> What you need to do: Word for word, repeat each of the records below.

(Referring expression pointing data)
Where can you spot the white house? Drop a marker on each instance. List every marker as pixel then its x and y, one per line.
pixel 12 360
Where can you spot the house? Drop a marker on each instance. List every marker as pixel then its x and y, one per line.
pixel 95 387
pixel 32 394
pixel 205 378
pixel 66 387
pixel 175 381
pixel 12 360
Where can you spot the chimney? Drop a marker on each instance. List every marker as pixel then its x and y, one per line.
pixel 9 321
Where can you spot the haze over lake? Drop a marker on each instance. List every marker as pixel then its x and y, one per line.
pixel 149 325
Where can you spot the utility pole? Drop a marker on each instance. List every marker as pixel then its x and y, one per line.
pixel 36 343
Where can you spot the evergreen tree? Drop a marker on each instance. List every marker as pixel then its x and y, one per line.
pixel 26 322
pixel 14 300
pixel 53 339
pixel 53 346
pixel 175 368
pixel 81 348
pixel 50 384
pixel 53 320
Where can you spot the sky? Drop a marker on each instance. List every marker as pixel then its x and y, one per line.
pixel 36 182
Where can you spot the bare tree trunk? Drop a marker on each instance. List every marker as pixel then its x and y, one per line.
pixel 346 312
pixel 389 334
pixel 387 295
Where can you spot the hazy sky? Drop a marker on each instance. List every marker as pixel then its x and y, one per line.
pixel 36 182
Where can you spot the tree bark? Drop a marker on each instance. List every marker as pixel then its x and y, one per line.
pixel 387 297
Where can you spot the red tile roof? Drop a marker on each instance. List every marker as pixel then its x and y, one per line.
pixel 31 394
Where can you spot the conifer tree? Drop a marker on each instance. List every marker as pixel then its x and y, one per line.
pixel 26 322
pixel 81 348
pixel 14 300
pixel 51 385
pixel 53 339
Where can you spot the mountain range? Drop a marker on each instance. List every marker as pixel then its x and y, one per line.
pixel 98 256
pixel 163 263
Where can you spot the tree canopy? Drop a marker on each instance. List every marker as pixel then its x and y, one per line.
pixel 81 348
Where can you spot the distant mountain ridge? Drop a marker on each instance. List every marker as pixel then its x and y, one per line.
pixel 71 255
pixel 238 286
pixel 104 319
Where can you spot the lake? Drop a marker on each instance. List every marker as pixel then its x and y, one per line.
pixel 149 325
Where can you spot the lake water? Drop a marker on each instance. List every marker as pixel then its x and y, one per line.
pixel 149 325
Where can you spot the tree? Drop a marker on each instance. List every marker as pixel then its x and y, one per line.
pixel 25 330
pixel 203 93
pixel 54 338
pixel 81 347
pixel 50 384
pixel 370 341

> Task result:
Where can you spot the white house? Drop a marker on each instance. List every marker as pixel then its x and y, one per line.
pixel 12 360
Where can you spot the house? Drop a marker on each instance. List every marker as pixel then its x and y, one per line.
pixel 95 387
pixel 32 394
pixel 205 378
pixel 66 387
pixel 175 381
pixel 12 360
Where can you spot the chimney? Drop a marker on each instance. List every marker as pixel then its x and y, one per line.
pixel 9 321
Where can you spot the haze over lake? Drop a marker on each instance. List every marker as pixel then its x and y, one per line.
pixel 149 325
Where can you spot the utility pole? Drop a marker on each instance. List every marker as pixel then its x and y, one per line.
pixel 36 343
Where can you spot the evergreen tree? Drop a marker on each instance. List every marker as pixel then its x and y, one per line.
pixel 26 322
pixel 14 300
pixel 53 339
pixel 53 346
pixel 175 368
pixel 81 348
pixel 50 384
pixel 53 320
Where can you spot the sky? Drop a marker on each instance. List every marker as pixel then its x and y, one per line.
pixel 36 182
Where can you spot the bare tree trunk? Drop a marker on each instance. List every marker as pixel then its x and y, one per line.
pixel 346 312
pixel 389 334
pixel 387 295
Where can you spot the hazy sky? Drop a marker on each instance. List every marker as pixel then its x and y, one per line.
pixel 36 182
Where can you spot the tree bark? Drop a marker on each instance. List every marker as pixel then its x and y, one per line.
pixel 387 297
Where can you spot the red tile roof? Drop a marker on each instance. List every marker as pixel then its x and y, one per line.
pixel 31 394
Where can you spot the conifer tree? Drop a marker on each instance. List every marker as pixel then its x and y, one per line.
pixel 26 322
pixel 81 348
pixel 14 300
pixel 51 385
pixel 53 339
Where can you spot the mountain range? Drop a marker on each instance. List every marker as pixel then its x and y, one per line.
pixel 98 256
pixel 163 263
Where can you spot the tree canopy? Drop a marker on each instance. List every marker as pixel then its x and y, one per line.
pixel 81 348
Where can you spot the distant mountain ridge? Drop a marker on each instance. List every marker as pixel then its x and y, one per line.
pixel 71 255
pixel 238 286
pixel 104 319
Where can you spot the lake? Drop a marker on each instance. List every marker as pixel then its x and y, one per line.
pixel 149 325
Where can you spot the lake water? Drop a marker on each instance. List every marker as pixel then its x and y, one per line.
pixel 149 325
Where can you spot the tree? Drop a marker on each instance. List every marker as pixel then its x and y, one per line.
pixel 25 330
pixel 203 93
pixel 54 338
pixel 81 347
pixel 50 384
pixel 370 341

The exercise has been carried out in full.